- **Data**
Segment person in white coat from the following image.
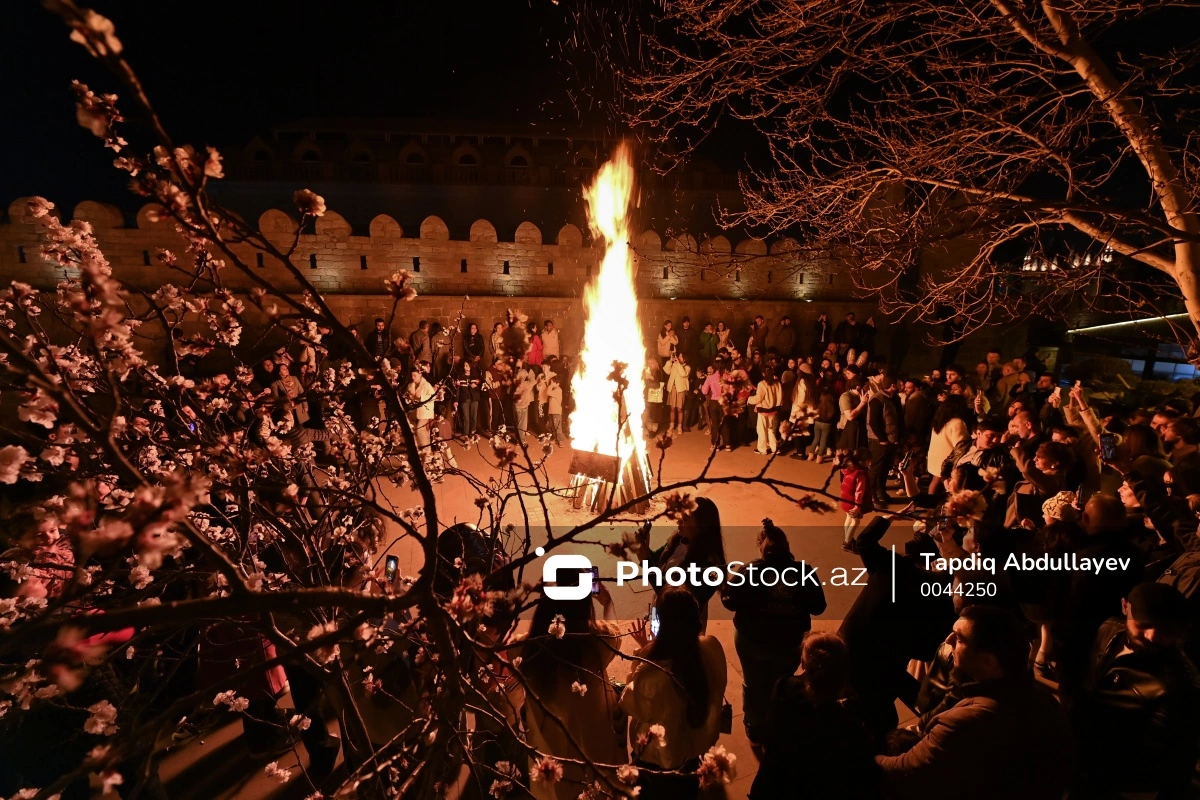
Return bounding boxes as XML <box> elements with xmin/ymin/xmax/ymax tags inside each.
<box><xmin>751</xmin><ymin>367</ymin><xmax>784</xmax><ymax>454</ymax></box>
<box><xmin>926</xmin><ymin>393</ymin><xmax>973</xmax><ymax>495</ymax></box>
<box><xmin>405</xmin><ymin>368</ymin><xmax>437</xmax><ymax>454</ymax></box>
<box><xmin>664</xmin><ymin>352</ymin><xmax>693</xmax><ymax>436</ymax></box>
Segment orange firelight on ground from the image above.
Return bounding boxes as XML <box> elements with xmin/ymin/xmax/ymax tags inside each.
<box><xmin>569</xmin><ymin>143</ymin><xmax>650</xmax><ymax>473</ymax></box>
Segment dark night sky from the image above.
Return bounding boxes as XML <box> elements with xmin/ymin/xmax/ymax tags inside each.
<box><xmin>0</xmin><ymin>0</ymin><xmax>590</xmax><ymax>211</ymax></box>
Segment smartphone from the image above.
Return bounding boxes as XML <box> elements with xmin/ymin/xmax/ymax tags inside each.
<box><xmin>385</xmin><ymin>555</ymin><xmax>398</xmax><ymax>582</ymax></box>
<box><xmin>648</xmin><ymin>606</ymin><xmax>660</xmax><ymax>639</ymax></box>
<box><xmin>1074</xmin><ymin>380</ymin><xmax>1082</xmax><ymax>389</ymax></box>
<box><xmin>590</xmin><ymin>566</ymin><xmax>601</xmax><ymax>595</ymax></box>
<box><xmin>1099</xmin><ymin>433</ymin><xmax>1118</xmax><ymax>462</ymax></box>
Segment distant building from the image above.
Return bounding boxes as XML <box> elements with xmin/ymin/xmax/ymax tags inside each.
<box><xmin>213</xmin><ymin>119</ymin><xmax>745</xmax><ymax>244</ymax></box>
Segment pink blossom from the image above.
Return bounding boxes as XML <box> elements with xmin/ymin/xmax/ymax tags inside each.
<box><xmin>446</xmin><ymin>574</ymin><xmax>498</xmax><ymax>622</ymax></box>
<box><xmin>264</xmin><ymin>762</ymin><xmax>292</xmax><ymax>784</ymax></box>
<box><xmin>530</xmin><ymin>756</ymin><xmax>563</xmax><ymax>784</ymax></box>
<box><xmin>306</xmin><ymin>622</ymin><xmax>341</xmax><ymax>664</ymax></box>
<box><xmin>26</xmin><ymin>197</ymin><xmax>55</xmax><ymax>219</ymax></box>
<box><xmin>636</xmin><ymin>723</ymin><xmax>668</xmax><ymax>750</ymax></box>
<box><xmin>67</xmin><ymin>10</ymin><xmax>123</xmax><ymax>57</ymax></box>
<box><xmin>204</xmin><ymin>147</ymin><xmax>224</xmax><ymax>179</ymax></box>
<box><xmin>662</xmin><ymin>491</ymin><xmax>697</xmax><ymax>520</ymax></box>
<box><xmin>945</xmin><ymin>489</ymin><xmax>987</xmax><ymax>524</ymax></box>
<box><xmin>129</xmin><ymin>565</ymin><xmax>153</xmax><ymax>590</ymax></box>
<box><xmin>0</xmin><ymin>446</ymin><xmax>30</xmax><ymax>484</ymax></box>
<box><xmin>384</xmin><ymin>271</ymin><xmax>418</xmax><ymax>301</ymax></box>
<box><xmin>696</xmin><ymin>744</ymin><xmax>737</xmax><ymax>788</ymax></box>
<box><xmin>547</xmin><ymin>614</ymin><xmax>566</xmax><ymax>640</ymax></box>
<box><xmin>213</xmin><ymin>690</ymin><xmax>250</xmax><ymax>713</ymax></box>
<box><xmin>617</xmin><ymin>764</ymin><xmax>639</xmax><ymax>785</ymax></box>
<box><xmin>99</xmin><ymin>770</ymin><xmax>124</xmax><ymax>795</ymax></box>
<box><xmin>293</xmin><ymin>189</ymin><xmax>326</xmax><ymax>217</ymax></box>
<box><xmin>77</xmin><ymin>519</ymin><xmax>134</xmax><ymax>558</ymax></box>
<box><xmin>489</xmin><ymin>760</ymin><xmax>521</xmax><ymax>797</ymax></box>
<box><xmin>135</xmin><ymin>521</ymin><xmax>183</xmax><ymax>569</ymax></box>
<box><xmin>70</xmin><ymin>82</ymin><xmax>125</xmax><ymax>151</ymax></box>
<box><xmin>84</xmin><ymin>699</ymin><xmax>118</xmax><ymax>736</ymax></box>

- **Task directions**
A word-for-word copy of every entry, with the pictures left out, is the required answer.

- **Output of the task**
Segment person in white coat from the following image.
Return bounding boxes as XML <box> elements with xmin/ymin/xmax/ymax tags inside each.
<box><xmin>751</xmin><ymin>367</ymin><xmax>784</xmax><ymax>454</ymax></box>
<box><xmin>926</xmin><ymin>393</ymin><xmax>973</xmax><ymax>495</ymax></box>
<box><xmin>405</xmin><ymin>368</ymin><xmax>437</xmax><ymax>454</ymax></box>
<box><xmin>664</xmin><ymin>352</ymin><xmax>693</xmax><ymax>436</ymax></box>
Segment orange firelight on ground from the image above.
Return bounding boxes as XML <box> elements with xmin/ymin/xmax/ymax tags inside each.
<box><xmin>569</xmin><ymin>143</ymin><xmax>650</xmax><ymax>473</ymax></box>
Segment dark night sky from the image above.
Return bounding boxes as XML <box> elements with xmin/ymin/xmax/ymax tags inside each.
<box><xmin>0</xmin><ymin>0</ymin><xmax>590</xmax><ymax>211</ymax></box>
Segment smartphone from the image above.
Return bounding boxes as XML <box> elements with xmin/ymin/xmax/ymax tags inside each.
<box><xmin>385</xmin><ymin>555</ymin><xmax>398</xmax><ymax>582</ymax></box>
<box><xmin>648</xmin><ymin>606</ymin><xmax>660</xmax><ymax>639</ymax></box>
<box><xmin>1074</xmin><ymin>380</ymin><xmax>1082</xmax><ymax>389</ymax></box>
<box><xmin>590</xmin><ymin>566</ymin><xmax>601</xmax><ymax>595</ymax></box>
<box><xmin>1099</xmin><ymin>433</ymin><xmax>1118</xmax><ymax>462</ymax></box>
Segment distant building from the image above.
Return bounding boxes as XML <box> elements with xmin/ymin/xmax/ymax tags inside each.
<box><xmin>213</xmin><ymin>119</ymin><xmax>745</xmax><ymax>244</ymax></box>
Segment pink blossom from the image above.
Return bounding boxes as XML <box> elements with xmin/ymin/xmax/ymax tags inside each.
<box><xmin>446</xmin><ymin>574</ymin><xmax>498</xmax><ymax>622</ymax></box>
<box><xmin>264</xmin><ymin>762</ymin><xmax>292</xmax><ymax>784</ymax></box>
<box><xmin>530</xmin><ymin>756</ymin><xmax>563</xmax><ymax>784</ymax></box>
<box><xmin>306</xmin><ymin>622</ymin><xmax>341</xmax><ymax>664</ymax></box>
<box><xmin>26</xmin><ymin>197</ymin><xmax>55</xmax><ymax>219</ymax></box>
<box><xmin>636</xmin><ymin>723</ymin><xmax>668</xmax><ymax>750</ymax></box>
<box><xmin>67</xmin><ymin>10</ymin><xmax>123</xmax><ymax>57</ymax></box>
<box><xmin>204</xmin><ymin>147</ymin><xmax>224</xmax><ymax>179</ymax></box>
<box><xmin>662</xmin><ymin>491</ymin><xmax>697</xmax><ymax>520</ymax></box>
<box><xmin>945</xmin><ymin>489</ymin><xmax>987</xmax><ymax>524</ymax></box>
<box><xmin>129</xmin><ymin>565</ymin><xmax>153</xmax><ymax>590</ymax></box>
<box><xmin>0</xmin><ymin>446</ymin><xmax>30</xmax><ymax>484</ymax></box>
<box><xmin>384</xmin><ymin>271</ymin><xmax>418</xmax><ymax>301</ymax></box>
<box><xmin>696</xmin><ymin>744</ymin><xmax>737</xmax><ymax>788</ymax></box>
<box><xmin>547</xmin><ymin>614</ymin><xmax>566</xmax><ymax>640</ymax></box>
<box><xmin>213</xmin><ymin>690</ymin><xmax>250</xmax><ymax>713</ymax></box>
<box><xmin>617</xmin><ymin>764</ymin><xmax>639</xmax><ymax>785</ymax></box>
<box><xmin>99</xmin><ymin>770</ymin><xmax>124</xmax><ymax>795</ymax></box>
<box><xmin>293</xmin><ymin>189</ymin><xmax>326</xmax><ymax>217</ymax></box>
<box><xmin>77</xmin><ymin>519</ymin><xmax>134</xmax><ymax>558</ymax></box>
<box><xmin>489</xmin><ymin>760</ymin><xmax>521</xmax><ymax>797</ymax></box>
<box><xmin>135</xmin><ymin>521</ymin><xmax>183</xmax><ymax>569</ymax></box>
<box><xmin>70</xmin><ymin>82</ymin><xmax>125</xmax><ymax>151</ymax></box>
<box><xmin>84</xmin><ymin>699</ymin><xmax>118</xmax><ymax>736</ymax></box>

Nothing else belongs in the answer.